DATA SHOWN:
[BEGIN]

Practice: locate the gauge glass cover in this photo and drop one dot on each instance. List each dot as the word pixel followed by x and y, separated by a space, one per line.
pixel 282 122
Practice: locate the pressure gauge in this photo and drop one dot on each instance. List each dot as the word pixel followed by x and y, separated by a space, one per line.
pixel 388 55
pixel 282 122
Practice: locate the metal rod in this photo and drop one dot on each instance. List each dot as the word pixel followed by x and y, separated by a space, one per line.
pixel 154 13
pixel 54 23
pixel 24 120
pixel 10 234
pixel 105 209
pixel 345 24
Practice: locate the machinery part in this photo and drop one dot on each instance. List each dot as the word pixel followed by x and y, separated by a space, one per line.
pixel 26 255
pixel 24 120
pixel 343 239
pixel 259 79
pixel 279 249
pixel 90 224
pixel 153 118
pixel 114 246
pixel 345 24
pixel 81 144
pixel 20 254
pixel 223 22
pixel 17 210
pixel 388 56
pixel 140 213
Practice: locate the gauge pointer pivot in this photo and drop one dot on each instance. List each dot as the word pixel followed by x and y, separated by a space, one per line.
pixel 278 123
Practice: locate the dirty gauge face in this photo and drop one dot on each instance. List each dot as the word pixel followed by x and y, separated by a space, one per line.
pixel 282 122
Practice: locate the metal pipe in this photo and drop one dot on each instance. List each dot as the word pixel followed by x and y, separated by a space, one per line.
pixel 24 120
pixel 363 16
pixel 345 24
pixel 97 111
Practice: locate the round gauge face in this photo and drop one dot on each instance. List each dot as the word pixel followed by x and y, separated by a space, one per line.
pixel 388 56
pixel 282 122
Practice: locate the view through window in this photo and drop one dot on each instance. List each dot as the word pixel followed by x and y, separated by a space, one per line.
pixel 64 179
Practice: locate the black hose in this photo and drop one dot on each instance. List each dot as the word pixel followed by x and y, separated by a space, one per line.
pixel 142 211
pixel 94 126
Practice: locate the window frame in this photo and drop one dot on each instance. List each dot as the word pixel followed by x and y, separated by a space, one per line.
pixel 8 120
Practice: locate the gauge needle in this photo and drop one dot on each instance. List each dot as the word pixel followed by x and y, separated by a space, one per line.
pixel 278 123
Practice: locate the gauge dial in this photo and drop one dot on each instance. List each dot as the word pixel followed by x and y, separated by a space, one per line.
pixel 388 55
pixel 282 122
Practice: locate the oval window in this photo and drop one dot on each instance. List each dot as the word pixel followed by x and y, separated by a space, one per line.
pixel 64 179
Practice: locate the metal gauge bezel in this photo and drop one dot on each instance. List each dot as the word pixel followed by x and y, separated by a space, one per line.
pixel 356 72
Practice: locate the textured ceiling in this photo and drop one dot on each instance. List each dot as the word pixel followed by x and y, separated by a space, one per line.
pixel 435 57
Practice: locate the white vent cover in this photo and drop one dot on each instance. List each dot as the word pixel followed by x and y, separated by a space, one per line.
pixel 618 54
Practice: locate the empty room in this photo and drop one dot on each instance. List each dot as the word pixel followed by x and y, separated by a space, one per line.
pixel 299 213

[END]

DIRECTIONS: Set down the records above again word for word, starting with their first line and going on through the line that contains "pixel 94 126".

OUTPUT:
Practice: locate the gauge glass cover in this photo and drop one dot on each instance. List each dot as the word pixel followed by x and y, separated by a space, one per line.
pixel 282 122
Practice: locate the pressure gauge in this photo and drop one dot on each instance. List each dot as the word pixel followed by x and y, separated by a space, one per line.
pixel 388 55
pixel 282 122
Practice: locate the metal rod in this photo and drop one dot on each instance. List each dot as the word pixel followed by x and y, separated by a space, one per line.
pixel 154 13
pixel 54 23
pixel 24 120
pixel 10 234
pixel 105 209
pixel 345 24
Practice: locate the machinery part in this photo and drop one dot on each instance. List each dot as the word pixel followed by x and y, separated by a space, one per line.
pixel 26 255
pixel 24 120
pixel 343 239
pixel 259 79
pixel 279 249
pixel 90 224
pixel 153 118
pixel 114 246
pixel 345 24
pixel 81 144
pixel 20 254
pixel 223 22
pixel 17 210
pixel 388 56
pixel 140 213
Practice: locate the gauge pointer pivot in this photo and drop one dot on each instance. List each dot as the word pixel followed by x and y, separated by a space, one per line.
pixel 278 123
Practice: locate the dirty gauge face in this photo and drop one dot on each instance. List each dot as the word pixel followed by x and y, separated by a space, one per line.
pixel 282 122
Practice: locate the metal pipe in this photo and drop one dot on each instance. List each dot as the word pixel followed by x and y, separated by a space, one per line.
pixel 24 120
pixel 363 16
pixel 345 24
pixel 97 111
Practice: locate the round gauge face in this photo and drop one dot on each instance. List each dot as the word pixel followed by x and y, separated by a space, one per line.
pixel 388 56
pixel 282 122
Practice: locate the view through window in this photo and drop one dot on each instance. List each dot as the word pixel followed by x and y, separated by a space, one per line.
pixel 64 179
Practice: locate the black hose in this photo and drop one dot on each instance. List each dot as the word pixel followed by x and y, separated by a space, one per line.
pixel 142 211
pixel 94 126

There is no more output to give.